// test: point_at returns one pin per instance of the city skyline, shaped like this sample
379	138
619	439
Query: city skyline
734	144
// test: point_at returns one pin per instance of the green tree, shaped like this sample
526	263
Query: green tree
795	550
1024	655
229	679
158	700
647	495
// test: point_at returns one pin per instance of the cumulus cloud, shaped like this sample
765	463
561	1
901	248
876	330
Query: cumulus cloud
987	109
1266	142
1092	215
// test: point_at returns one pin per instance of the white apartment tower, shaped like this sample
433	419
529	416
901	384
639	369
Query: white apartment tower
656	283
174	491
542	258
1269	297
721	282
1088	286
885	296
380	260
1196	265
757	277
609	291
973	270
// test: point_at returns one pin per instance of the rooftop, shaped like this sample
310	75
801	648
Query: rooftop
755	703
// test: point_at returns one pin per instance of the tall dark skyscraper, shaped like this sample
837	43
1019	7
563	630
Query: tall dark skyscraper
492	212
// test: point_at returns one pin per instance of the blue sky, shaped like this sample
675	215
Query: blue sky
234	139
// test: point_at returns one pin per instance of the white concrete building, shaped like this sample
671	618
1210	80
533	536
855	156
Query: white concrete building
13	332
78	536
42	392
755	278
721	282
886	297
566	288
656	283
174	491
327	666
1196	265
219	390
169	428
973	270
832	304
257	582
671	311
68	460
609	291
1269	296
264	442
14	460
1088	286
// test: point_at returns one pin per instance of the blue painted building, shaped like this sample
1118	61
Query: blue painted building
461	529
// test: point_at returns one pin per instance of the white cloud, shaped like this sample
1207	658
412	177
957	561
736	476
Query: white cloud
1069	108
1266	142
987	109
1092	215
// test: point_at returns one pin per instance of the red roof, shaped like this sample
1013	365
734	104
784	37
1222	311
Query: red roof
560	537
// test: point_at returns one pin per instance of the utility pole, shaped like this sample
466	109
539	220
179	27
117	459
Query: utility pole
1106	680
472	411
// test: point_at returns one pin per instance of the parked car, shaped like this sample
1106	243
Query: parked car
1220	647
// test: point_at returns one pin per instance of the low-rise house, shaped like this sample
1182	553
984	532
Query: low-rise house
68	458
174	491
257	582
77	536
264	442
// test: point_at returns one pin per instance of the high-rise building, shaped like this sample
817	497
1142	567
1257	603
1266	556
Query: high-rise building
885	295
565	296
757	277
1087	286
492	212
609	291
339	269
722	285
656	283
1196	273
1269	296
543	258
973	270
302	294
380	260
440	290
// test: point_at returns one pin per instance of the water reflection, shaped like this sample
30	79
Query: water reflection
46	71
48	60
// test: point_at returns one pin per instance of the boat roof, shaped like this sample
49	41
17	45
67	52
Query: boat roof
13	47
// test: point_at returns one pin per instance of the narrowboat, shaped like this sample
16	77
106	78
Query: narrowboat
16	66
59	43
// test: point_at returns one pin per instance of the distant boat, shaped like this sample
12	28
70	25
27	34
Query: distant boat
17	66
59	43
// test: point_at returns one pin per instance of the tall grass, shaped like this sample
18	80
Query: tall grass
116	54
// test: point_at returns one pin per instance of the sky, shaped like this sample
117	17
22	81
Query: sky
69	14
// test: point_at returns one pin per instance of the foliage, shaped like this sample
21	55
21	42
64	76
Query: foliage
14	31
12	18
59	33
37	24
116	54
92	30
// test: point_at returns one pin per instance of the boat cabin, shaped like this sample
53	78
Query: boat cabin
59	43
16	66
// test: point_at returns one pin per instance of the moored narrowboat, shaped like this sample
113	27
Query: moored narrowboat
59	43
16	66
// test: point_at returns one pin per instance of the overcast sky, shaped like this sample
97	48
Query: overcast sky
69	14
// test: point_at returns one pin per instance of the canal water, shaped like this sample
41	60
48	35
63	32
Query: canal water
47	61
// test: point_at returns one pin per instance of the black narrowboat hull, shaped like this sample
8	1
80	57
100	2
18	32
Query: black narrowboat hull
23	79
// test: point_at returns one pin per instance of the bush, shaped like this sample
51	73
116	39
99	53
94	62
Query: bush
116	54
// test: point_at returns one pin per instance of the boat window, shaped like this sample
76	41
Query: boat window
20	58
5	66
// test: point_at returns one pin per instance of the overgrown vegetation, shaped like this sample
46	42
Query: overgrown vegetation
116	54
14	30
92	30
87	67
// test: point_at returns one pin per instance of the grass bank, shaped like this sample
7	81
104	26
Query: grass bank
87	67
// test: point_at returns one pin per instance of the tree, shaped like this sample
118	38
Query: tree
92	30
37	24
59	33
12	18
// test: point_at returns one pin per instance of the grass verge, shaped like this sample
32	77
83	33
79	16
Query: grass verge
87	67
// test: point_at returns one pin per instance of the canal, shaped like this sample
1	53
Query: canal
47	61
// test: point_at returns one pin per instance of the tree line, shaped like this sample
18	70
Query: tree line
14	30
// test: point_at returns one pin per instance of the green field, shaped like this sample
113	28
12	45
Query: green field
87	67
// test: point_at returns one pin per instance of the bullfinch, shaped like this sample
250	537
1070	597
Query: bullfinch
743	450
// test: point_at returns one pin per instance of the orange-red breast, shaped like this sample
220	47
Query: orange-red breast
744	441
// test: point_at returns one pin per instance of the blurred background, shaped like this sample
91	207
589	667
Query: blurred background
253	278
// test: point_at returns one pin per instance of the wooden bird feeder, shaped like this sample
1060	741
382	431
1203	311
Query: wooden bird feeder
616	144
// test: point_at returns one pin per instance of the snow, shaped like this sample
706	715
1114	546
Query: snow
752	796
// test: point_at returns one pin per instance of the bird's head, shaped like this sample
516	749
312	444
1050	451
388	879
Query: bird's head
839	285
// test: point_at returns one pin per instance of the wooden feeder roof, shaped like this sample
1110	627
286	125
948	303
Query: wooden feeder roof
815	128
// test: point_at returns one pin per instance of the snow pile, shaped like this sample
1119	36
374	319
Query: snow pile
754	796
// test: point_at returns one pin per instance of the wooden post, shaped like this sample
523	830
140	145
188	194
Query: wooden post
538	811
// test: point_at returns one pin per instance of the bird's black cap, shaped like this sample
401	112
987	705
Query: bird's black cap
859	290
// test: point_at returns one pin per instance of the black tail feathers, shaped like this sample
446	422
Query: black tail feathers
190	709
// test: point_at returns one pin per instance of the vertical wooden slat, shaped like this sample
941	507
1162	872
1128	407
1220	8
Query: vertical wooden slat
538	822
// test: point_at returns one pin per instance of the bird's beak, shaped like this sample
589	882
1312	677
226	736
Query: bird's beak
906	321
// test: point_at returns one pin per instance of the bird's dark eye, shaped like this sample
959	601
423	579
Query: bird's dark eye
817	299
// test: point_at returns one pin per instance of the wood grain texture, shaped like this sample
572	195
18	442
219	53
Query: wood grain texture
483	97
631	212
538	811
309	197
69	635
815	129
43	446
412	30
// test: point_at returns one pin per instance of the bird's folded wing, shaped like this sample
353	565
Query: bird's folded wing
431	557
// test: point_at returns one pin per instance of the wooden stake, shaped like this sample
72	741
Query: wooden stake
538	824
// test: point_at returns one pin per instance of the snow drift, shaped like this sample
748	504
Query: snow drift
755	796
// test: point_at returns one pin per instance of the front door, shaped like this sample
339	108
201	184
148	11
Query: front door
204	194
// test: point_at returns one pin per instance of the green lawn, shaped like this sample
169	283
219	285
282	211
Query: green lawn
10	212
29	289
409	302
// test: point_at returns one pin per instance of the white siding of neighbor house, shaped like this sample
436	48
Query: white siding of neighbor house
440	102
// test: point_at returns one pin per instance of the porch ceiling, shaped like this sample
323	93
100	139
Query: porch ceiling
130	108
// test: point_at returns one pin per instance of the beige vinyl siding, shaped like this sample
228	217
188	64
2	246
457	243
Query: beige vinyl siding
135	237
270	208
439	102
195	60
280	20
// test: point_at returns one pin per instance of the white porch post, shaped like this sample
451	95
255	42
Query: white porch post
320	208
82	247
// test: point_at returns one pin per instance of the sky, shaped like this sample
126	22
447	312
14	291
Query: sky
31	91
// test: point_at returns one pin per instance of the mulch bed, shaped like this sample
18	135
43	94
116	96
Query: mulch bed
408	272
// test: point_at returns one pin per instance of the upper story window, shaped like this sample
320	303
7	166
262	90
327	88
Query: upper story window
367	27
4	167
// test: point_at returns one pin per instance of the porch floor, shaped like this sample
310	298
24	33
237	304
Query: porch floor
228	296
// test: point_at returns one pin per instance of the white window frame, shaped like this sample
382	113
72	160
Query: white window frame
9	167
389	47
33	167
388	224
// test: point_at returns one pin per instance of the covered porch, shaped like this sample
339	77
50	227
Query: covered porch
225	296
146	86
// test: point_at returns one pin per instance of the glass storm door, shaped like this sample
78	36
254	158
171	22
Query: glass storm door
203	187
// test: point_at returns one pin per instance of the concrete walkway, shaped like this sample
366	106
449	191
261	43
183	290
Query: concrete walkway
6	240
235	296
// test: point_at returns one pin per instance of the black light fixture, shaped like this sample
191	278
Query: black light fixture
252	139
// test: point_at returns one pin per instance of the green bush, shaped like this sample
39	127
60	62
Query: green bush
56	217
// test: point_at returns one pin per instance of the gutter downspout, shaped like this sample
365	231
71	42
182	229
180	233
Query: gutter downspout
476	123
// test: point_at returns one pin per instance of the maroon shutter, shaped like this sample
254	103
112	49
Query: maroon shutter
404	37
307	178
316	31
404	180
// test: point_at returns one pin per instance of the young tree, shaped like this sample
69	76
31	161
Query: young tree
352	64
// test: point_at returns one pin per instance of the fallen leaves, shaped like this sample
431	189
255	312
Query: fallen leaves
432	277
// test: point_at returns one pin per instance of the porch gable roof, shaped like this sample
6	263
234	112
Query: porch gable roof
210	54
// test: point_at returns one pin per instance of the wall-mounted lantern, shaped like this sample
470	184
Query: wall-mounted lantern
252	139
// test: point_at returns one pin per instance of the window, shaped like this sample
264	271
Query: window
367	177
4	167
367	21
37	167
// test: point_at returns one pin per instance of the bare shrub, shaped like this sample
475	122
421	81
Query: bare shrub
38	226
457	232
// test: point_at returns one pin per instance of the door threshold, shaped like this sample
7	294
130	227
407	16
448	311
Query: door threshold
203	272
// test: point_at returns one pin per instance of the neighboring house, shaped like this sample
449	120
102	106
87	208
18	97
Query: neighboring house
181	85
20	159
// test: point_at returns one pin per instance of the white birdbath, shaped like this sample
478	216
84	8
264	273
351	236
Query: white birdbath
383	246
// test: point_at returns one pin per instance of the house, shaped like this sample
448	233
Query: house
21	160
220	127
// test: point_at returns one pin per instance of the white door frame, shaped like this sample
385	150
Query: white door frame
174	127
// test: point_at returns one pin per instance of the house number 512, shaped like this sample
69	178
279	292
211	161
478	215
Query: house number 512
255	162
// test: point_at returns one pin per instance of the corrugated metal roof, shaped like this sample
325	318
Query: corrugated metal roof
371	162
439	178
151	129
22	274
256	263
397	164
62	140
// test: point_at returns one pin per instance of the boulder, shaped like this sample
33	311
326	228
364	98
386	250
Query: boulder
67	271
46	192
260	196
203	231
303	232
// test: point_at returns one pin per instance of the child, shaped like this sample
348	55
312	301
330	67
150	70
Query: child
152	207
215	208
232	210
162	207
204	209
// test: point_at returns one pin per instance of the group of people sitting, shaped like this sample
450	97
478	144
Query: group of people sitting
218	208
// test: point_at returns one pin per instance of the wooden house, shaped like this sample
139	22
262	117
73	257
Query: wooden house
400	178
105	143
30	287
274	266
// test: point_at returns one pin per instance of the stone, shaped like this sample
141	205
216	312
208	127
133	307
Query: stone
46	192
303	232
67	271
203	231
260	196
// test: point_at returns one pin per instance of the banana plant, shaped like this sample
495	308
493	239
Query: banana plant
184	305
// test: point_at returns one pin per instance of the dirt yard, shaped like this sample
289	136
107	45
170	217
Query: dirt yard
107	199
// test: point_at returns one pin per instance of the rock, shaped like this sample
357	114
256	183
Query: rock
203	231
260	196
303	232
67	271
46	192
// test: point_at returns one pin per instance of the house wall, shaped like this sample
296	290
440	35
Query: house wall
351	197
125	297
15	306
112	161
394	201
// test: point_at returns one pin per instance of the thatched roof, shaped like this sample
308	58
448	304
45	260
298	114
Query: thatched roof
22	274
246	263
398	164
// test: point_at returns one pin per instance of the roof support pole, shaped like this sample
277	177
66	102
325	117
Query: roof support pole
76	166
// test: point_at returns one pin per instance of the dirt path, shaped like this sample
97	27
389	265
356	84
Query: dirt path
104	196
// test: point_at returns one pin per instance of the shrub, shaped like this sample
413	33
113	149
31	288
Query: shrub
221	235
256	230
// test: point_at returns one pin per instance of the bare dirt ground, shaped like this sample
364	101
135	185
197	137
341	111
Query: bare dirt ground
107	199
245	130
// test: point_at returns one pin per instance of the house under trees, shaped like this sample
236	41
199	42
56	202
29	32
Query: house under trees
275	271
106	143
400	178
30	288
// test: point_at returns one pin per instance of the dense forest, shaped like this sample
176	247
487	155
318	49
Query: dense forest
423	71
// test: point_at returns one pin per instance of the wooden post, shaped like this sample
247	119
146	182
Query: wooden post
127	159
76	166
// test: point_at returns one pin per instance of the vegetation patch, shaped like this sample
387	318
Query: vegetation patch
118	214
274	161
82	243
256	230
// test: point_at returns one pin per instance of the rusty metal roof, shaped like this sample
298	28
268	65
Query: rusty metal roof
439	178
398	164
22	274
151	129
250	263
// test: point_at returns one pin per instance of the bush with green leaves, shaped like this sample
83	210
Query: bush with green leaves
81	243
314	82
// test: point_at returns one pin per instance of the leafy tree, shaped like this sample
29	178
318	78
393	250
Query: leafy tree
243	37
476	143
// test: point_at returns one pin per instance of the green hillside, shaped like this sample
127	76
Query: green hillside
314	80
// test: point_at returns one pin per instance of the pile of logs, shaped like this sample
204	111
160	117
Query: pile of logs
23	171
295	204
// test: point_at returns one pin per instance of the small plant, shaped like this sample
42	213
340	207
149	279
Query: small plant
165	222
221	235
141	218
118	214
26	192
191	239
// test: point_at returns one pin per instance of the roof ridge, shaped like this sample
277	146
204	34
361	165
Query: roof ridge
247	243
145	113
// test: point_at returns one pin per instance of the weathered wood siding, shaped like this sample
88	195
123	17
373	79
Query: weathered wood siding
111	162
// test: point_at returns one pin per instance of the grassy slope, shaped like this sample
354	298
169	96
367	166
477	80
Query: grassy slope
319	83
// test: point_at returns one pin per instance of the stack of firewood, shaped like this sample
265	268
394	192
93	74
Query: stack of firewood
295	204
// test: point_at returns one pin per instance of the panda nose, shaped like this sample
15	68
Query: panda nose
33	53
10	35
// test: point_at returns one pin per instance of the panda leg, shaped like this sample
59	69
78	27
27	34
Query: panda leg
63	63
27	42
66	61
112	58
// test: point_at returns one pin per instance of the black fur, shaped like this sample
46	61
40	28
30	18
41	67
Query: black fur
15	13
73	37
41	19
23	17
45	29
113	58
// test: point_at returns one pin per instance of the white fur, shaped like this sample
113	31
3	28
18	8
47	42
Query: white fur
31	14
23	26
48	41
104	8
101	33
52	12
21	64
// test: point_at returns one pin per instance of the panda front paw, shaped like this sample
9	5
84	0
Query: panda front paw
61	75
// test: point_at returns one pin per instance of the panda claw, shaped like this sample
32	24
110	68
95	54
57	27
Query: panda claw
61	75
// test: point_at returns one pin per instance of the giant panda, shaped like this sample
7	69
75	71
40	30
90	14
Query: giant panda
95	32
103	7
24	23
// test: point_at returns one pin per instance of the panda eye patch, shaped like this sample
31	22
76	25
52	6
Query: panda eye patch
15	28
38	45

### Exercise description
Only the lines from the one containing "leg, shaped like this sample" through the end of the entries above belong in the answer; repeat them exactly.

### Output
// test: point_at returns one pin per instance of the panda leg, shaped like this sample
59	69
78	27
27	34
Query: panda leg
63	63
27	42
66	61
112	58
// test: point_at returns one pin per instance of the black fur, shaped like this sample
46	61
40	28
30	18
41	67
Query: black fur
15	13
73	37
41	19
23	17
45	29
113	58
// test: point_at returns one pin per instance of the white fur, shaped like this sample
113	31
3	28
18	8
47	42
Query: white fur
31	14
23	26
48	41
104	8
101	33
52	12
21	64
// test: point_at returns one pin per instance of the panda front paw, shaped like this sample
9	5
84	0
Query: panda front paw
61	75
// test: point_at returns one pin per instance of the panda claw, shaped like this sample
32	24
110	68
95	54
57	27
Query: panda claw
61	75
// test: point_at returns one pin per instance of the giant panda, shaped like this sample
7	69
75	71
40	30
90	14
Query: giant panda
95	32
103	7
24	23
// test: point_at returns one pin per instance of the panda eye patch, shaped like this sample
31	22
76	25
52	6
Query: panda eye patch
15	28
38	45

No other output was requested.